■ **Directive**:
Please arrange the entries below as a Markdown table with two columns, Row and Line. Give each nonblank line its own numbered row and leave out the blank lines.

■ **Extracted data**:

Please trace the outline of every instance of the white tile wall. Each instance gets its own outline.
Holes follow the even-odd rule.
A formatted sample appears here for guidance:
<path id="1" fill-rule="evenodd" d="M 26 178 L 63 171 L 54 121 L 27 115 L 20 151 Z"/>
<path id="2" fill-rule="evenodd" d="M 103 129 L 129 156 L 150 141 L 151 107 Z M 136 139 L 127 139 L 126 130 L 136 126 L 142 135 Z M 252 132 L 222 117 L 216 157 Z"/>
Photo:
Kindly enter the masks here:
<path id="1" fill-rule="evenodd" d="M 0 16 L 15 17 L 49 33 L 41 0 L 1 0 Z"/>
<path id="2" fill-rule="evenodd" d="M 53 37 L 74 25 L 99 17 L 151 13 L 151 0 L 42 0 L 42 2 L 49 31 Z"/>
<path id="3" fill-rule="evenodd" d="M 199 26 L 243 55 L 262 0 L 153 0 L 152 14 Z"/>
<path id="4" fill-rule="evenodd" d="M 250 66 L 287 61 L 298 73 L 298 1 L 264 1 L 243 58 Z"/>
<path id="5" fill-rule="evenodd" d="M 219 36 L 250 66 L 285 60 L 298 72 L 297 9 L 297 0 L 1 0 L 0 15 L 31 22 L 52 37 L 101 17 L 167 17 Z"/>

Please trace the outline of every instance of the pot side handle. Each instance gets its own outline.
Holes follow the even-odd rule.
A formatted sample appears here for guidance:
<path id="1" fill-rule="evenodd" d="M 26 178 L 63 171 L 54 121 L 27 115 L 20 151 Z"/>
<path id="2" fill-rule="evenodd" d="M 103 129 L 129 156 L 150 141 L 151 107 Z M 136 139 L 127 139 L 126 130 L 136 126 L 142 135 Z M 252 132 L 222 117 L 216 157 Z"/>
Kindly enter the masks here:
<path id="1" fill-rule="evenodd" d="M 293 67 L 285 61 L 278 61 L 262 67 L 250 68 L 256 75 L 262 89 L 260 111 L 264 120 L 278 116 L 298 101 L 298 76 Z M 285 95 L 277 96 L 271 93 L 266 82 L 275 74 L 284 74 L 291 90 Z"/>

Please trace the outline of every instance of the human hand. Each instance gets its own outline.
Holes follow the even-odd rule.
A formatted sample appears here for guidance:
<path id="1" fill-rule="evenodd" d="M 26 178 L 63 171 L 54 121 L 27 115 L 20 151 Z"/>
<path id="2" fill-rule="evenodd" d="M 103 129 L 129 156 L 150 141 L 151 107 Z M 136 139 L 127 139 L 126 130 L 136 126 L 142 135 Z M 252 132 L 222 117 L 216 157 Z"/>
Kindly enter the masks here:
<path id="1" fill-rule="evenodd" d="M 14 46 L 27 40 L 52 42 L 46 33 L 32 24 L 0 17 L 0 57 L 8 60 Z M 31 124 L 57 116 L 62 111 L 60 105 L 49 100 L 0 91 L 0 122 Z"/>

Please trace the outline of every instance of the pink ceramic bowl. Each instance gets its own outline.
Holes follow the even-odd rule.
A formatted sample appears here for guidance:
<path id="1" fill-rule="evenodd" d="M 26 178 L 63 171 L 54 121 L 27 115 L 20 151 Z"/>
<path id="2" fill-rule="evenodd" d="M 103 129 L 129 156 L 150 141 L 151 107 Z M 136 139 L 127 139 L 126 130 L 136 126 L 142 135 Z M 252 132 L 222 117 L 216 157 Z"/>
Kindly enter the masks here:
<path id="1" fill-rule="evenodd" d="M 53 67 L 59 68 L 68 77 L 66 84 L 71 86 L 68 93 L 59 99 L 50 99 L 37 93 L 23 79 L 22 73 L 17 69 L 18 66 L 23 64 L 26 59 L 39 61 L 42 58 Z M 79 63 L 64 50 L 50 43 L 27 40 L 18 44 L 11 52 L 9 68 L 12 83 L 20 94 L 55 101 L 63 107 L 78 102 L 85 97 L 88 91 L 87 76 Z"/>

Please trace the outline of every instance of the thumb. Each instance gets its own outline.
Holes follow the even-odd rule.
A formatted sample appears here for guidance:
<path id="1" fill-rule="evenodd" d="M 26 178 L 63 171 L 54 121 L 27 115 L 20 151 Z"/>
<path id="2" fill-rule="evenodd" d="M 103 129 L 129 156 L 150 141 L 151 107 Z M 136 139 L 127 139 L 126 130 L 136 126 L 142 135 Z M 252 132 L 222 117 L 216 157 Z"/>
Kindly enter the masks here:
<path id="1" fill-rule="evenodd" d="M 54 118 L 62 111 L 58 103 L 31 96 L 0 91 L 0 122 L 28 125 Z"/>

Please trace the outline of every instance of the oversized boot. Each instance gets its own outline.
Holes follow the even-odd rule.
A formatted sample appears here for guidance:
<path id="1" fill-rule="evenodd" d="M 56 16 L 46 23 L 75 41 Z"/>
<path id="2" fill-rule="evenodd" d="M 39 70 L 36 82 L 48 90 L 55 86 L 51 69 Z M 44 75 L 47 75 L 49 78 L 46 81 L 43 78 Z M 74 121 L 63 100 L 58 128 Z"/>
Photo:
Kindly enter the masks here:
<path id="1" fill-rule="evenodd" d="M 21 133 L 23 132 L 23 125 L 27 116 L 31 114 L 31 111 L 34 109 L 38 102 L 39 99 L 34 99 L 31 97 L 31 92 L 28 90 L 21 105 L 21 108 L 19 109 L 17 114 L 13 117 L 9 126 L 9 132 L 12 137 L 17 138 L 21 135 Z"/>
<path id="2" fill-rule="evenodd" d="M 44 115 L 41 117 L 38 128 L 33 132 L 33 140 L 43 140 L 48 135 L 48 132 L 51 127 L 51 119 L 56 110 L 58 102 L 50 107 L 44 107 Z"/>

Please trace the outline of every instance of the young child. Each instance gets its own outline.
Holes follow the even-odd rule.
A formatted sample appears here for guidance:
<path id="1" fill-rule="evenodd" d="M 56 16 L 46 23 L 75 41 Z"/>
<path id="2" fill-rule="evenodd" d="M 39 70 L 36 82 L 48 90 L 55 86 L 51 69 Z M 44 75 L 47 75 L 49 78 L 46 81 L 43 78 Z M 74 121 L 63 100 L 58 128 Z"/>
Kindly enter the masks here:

■ **Final answer**:
| Row | Line |
|---|---|
| 1 | Please trace the outline of every instance of the white tile wall. Each instance gets its own outline. |
| 2 | Holes follow the even-odd rule. |
| 3 | A formatted sample appears here for guidance: |
| 4 | <path id="1" fill-rule="evenodd" d="M 26 178 L 63 171 L 54 121 L 27 115 L 20 151 Z"/> |
| 5 | <path id="2" fill-rule="evenodd" d="M 103 129 L 129 156 L 150 141 L 151 107 Z M 136 139 L 127 139 L 126 130 L 136 126 L 142 135 Z M 252 132 L 222 117 L 216 157 Z"/> |
| 6 | Photo: |
| 7 | Kindly enter the masks here: |
| 8 | <path id="1" fill-rule="evenodd" d="M 0 16 L 15 17 L 49 33 L 41 0 L 1 0 Z"/> |
| 9 | <path id="2" fill-rule="evenodd" d="M 53 37 L 74 25 L 99 17 L 151 13 L 151 0 L 42 0 L 42 2 L 49 31 Z"/> |
| 10 | <path id="3" fill-rule="evenodd" d="M 199 26 L 243 55 L 262 0 L 153 0 L 152 14 Z"/> |
| 11 | <path id="4" fill-rule="evenodd" d="M 250 66 L 287 61 L 298 73 L 298 1 L 264 1 L 243 58 Z"/> |
| 12 | <path id="5" fill-rule="evenodd" d="M 219 36 L 250 66 L 285 60 L 298 72 L 297 9 L 297 0 L 1 0 L 0 15 L 31 22 L 52 37 L 101 17 L 167 17 Z"/> |
| 13 | Please trace the outline of every instance of the pot side handle. Each instance gets its own outline. |
| 14 | Holes follow the even-odd rule. |
| 15 | A formatted sample appears here for guidance: |
| 16 | <path id="1" fill-rule="evenodd" d="M 26 178 L 63 171 L 54 121 L 27 115 L 20 151 Z"/> |
| 17 | <path id="2" fill-rule="evenodd" d="M 103 129 L 129 156 L 150 141 L 151 107 Z M 136 139 L 127 139 L 126 130 L 136 126 L 142 135 Z M 252 132 L 222 117 L 216 157 Z"/> |
| 18 | Kindly enter the masks here: |
| 19 | <path id="1" fill-rule="evenodd" d="M 293 67 L 285 61 L 278 61 L 262 67 L 250 68 L 256 75 L 262 89 L 260 111 L 264 120 L 278 116 L 298 101 L 298 76 Z M 285 95 L 277 96 L 271 93 L 266 82 L 275 74 L 284 74 L 291 90 Z"/> |
| 20 | Please trace the outline of every instance of the human hand. Each instance gets its own outline. |
| 21 | Holes follow the even-odd rule. |
| 22 | A formatted sample appears here for guidance: |
| 23 | <path id="1" fill-rule="evenodd" d="M 26 178 L 63 171 L 54 121 L 27 115 L 20 151 Z"/> |
| 24 | <path id="2" fill-rule="evenodd" d="M 103 129 L 129 156 L 150 141 L 151 107 Z M 136 139 L 127 139 L 126 130 L 136 126 L 142 135 Z M 252 132 L 222 117 L 216 157 Z"/> |
| 25 | Kindly enter the masks here: |
| 26 | <path id="1" fill-rule="evenodd" d="M 14 46 L 27 40 L 52 42 L 46 33 L 32 24 L 0 17 L 0 57 L 8 60 Z M 31 124 L 57 116 L 62 111 L 60 105 L 49 100 L 0 91 L 0 122 Z"/> |
| 27 | Please trace the outline of every instance of the pink ceramic bowl. Each instance gets its own outline. |
| 28 | Holes follow the even-odd rule. |
| 29 | A formatted sample appears here for guidance: |
| 30 | <path id="1" fill-rule="evenodd" d="M 26 178 L 63 171 L 54 121 L 27 115 L 20 151 Z"/> |
| 31 | <path id="2" fill-rule="evenodd" d="M 103 129 L 129 156 L 150 141 L 151 107 Z M 136 139 L 127 139 L 126 130 L 136 126 L 142 135 Z M 252 132 L 222 117 L 216 157 Z"/> |
| 32 | Kindly enter the masks here: |
| 33 | <path id="1" fill-rule="evenodd" d="M 53 67 L 59 68 L 68 77 L 66 84 L 71 86 L 68 93 L 59 99 L 50 99 L 37 93 L 23 79 L 22 73 L 17 69 L 18 66 L 23 64 L 26 59 L 39 61 L 42 58 Z M 79 63 L 64 50 L 50 43 L 27 40 L 18 44 L 11 52 L 9 68 L 12 83 L 20 94 L 55 101 L 63 107 L 78 102 L 85 97 L 88 91 L 87 76 Z"/> |
| 34 | Please trace the outline of every instance of the thumb. Each instance gets its own outline. |
| 35 | Holes follow the even-odd rule. |
| 36 | A formatted sample appears here for guidance: |
| 37 | <path id="1" fill-rule="evenodd" d="M 26 178 L 63 171 L 54 121 L 27 115 L 20 151 Z"/> |
| 38 | <path id="2" fill-rule="evenodd" d="M 103 129 L 129 156 L 150 141 L 151 107 Z M 136 139 L 127 139 L 126 130 L 136 126 L 142 135 Z M 252 132 L 222 117 L 216 157 Z"/> |
| 39 | Kindly enter the masks here: |
| 40 | <path id="1" fill-rule="evenodd" d="M 54 118 L 62 111 L 58 103 L 31 96 L 0 91 L 0 122 L 28 125 Z"/> |
| 41 | Please trace the outline of every instance of the oversized boot. Each instance gets its own outline. |
| 42 | Holes follow the even-odd rule. |
| 43 | A formatted sample appears here for guidance: |
| 44 | <path id="1" fill-rule="evenodd" d="M 56 16 L 46 23 L 75 41 Z"/> |
| 45 | <path id="2" fill-rule="evenodd" d="M 39 70 L 36 82 L 48 90 L 55 86 L 51 69 Z M 44 75 L 47 75 L 49 78 L 46 81 L 43 78 Z M 74 121 L 63 100 L 58 128 Z"/> |
| 46 | Photo: |
| 47 | Kindly enter the masks here: |
| 48 | <path id="1" fill-rule="evenodd" d="M 21 133 L 23 132 L 23 125 L 27 116 L 31 114 L 31 111 L 34 109 L 38 102 L 39 99 L 34 99 L 31 97 L 31 92 L 28 90 L 21 105 L 21 108 L 19 109 L 17 114 L 13 117 L 9 126 L 9 132 L 12 137 L 17 138 L 21 135 Z"/> |
| 49 | <path id="2" fill-rule="evenodd" d="M 44 115 L 41 117 L 38 128 L 33 132 L 33 140 L 43 140 L 48 135 L 48 132 L 51 127 L 51 119 L 56 110 L 58 102 L 50 107 L 44 107 Z"/> |
| 50 | Please trace the outline of every instance of the young child. Each instance gets its own outline. |
| 51 | Holes follow the even-odd rule. |
| 52 | A formatted sample appears here for guidance: |
| 53 | <path id="1" fill-rule="evenodd" d="M 56 16 L 46 23 L 75 41 Z"/> |
| 54 | <path id="2" fill-rule="evenodd" d="M 39 70 L 36 82 L 48 90 L 55 86 L 51 69 Z M 44 75 L 47 75 L 49 78 L 46 81 L 43 78 Z M 74 121 L 63 100 L 58 128 Z"/> |
| 55 | Kindly enter the masks here: |